### Excerpts from point annotation data

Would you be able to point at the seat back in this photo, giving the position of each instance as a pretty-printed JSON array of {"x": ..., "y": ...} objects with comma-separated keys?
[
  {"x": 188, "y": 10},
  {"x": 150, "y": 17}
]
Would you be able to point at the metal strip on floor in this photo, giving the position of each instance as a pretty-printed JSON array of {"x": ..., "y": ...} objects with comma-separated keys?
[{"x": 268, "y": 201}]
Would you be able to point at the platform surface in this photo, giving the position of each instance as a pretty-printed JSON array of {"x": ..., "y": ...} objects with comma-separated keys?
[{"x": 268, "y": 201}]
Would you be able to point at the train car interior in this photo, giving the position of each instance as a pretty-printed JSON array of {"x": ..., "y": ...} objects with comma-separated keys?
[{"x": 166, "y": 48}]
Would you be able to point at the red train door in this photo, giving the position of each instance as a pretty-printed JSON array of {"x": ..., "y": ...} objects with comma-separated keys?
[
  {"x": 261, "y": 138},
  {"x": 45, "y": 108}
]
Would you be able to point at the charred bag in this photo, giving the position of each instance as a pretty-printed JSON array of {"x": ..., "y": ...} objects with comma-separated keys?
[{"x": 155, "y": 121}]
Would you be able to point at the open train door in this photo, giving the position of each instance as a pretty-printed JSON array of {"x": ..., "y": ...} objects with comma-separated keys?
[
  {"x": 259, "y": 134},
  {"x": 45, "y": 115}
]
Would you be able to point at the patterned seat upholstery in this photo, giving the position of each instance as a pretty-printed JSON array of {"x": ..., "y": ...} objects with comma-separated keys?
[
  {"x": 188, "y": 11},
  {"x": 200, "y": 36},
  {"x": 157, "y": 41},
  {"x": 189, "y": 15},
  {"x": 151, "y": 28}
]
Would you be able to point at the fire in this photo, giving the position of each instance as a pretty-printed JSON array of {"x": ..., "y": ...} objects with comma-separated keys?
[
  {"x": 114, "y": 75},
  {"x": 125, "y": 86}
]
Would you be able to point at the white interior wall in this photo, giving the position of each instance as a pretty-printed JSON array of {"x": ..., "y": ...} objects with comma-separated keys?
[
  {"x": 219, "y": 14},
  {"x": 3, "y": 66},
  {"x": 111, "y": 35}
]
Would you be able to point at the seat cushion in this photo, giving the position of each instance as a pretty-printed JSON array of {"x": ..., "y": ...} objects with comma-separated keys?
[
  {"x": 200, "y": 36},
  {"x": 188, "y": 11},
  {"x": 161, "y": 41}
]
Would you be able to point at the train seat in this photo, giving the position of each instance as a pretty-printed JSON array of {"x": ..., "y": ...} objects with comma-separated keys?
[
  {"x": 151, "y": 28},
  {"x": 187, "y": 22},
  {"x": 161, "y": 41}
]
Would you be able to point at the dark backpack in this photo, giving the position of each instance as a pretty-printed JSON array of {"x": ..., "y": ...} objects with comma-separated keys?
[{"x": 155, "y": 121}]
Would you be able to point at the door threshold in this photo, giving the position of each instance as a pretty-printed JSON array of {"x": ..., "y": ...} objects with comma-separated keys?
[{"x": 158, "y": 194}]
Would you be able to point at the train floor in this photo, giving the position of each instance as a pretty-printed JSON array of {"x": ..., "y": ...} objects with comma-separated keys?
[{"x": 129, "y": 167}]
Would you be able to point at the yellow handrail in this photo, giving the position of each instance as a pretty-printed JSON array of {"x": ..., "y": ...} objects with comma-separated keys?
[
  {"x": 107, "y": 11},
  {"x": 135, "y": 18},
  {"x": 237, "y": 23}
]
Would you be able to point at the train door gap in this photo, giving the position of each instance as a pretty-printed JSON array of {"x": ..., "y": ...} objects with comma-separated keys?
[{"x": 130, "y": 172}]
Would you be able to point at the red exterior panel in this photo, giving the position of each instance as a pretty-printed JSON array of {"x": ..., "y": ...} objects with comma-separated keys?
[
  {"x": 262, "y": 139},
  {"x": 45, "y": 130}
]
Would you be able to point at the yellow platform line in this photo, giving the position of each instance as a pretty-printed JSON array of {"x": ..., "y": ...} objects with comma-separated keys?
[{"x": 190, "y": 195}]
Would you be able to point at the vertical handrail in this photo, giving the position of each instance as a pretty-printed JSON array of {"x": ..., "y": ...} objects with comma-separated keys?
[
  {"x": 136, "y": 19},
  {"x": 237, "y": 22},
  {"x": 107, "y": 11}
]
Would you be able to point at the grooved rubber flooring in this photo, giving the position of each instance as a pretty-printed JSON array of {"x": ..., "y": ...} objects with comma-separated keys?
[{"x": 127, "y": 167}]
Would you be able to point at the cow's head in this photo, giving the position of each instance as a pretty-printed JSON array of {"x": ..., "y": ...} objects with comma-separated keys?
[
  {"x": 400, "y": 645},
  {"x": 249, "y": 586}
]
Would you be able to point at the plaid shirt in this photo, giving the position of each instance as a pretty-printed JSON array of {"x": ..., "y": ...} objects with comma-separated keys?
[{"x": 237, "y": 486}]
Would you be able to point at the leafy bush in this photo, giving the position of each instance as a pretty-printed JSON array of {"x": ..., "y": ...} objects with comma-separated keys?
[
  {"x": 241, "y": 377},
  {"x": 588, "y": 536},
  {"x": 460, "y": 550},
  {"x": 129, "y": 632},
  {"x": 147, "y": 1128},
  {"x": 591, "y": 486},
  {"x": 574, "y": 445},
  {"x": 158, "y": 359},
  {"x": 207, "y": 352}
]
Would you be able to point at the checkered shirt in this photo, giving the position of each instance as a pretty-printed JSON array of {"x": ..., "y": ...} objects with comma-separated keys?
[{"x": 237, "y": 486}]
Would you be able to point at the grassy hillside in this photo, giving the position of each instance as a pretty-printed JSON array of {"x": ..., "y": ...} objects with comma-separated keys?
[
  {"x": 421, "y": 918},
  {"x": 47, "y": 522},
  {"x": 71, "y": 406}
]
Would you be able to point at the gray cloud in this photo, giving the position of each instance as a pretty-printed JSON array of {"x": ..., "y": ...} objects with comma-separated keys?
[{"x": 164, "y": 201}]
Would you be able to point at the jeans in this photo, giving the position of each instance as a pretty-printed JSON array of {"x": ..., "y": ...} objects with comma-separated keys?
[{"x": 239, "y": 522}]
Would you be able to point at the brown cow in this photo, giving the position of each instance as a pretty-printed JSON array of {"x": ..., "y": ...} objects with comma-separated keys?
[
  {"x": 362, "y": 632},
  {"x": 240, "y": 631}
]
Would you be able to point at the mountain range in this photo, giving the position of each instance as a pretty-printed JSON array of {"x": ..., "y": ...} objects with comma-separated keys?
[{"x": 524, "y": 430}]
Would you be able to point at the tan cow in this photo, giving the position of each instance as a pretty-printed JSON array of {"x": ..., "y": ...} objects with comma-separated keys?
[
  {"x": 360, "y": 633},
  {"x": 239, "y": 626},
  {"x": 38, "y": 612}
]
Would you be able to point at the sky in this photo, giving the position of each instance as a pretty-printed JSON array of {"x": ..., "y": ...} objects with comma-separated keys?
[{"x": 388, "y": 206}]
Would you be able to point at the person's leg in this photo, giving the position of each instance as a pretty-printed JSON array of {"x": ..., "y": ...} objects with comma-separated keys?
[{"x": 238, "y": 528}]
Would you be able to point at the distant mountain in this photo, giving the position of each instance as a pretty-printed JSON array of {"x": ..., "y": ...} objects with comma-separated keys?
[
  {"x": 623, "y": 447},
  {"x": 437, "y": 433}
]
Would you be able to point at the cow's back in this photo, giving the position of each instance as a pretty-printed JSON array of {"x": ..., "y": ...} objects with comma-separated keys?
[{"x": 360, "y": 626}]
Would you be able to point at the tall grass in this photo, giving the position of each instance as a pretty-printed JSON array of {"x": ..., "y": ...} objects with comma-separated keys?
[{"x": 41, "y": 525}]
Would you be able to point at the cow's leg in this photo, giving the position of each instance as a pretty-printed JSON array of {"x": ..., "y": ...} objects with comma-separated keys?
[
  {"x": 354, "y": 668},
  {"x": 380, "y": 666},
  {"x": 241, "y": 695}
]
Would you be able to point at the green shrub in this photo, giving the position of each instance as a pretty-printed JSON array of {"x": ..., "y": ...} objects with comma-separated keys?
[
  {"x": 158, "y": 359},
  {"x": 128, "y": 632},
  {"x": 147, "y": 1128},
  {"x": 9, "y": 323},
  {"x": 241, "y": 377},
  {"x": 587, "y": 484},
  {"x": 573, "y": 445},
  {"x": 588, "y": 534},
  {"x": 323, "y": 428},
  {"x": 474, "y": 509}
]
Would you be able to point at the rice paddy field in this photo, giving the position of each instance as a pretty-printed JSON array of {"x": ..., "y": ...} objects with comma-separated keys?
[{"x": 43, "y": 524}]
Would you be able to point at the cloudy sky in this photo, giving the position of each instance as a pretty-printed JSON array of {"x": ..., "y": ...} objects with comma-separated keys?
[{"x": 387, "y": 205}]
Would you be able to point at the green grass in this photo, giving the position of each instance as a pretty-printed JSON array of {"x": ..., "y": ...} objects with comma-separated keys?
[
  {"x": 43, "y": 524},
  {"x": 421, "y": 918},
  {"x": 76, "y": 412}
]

### WHAT THE TASK ASKS
Rewrite the listing from the line containing "Would you be able to point at the green grass" through the end, inclusive, with "green grass" renamed to "lawn grass" and everything else unchanged.

### SOLUTION
Would you be able to point at the lawn grass in this photo, giving the position of each instance as a pretty-printed JSON array of {"x": ..., "y": ...} objects with comma-separated keys?
[
  {"x": 43, "y": 524},
  {"x": 421, "y": 918},
  {"x": 76, "y": 412}
]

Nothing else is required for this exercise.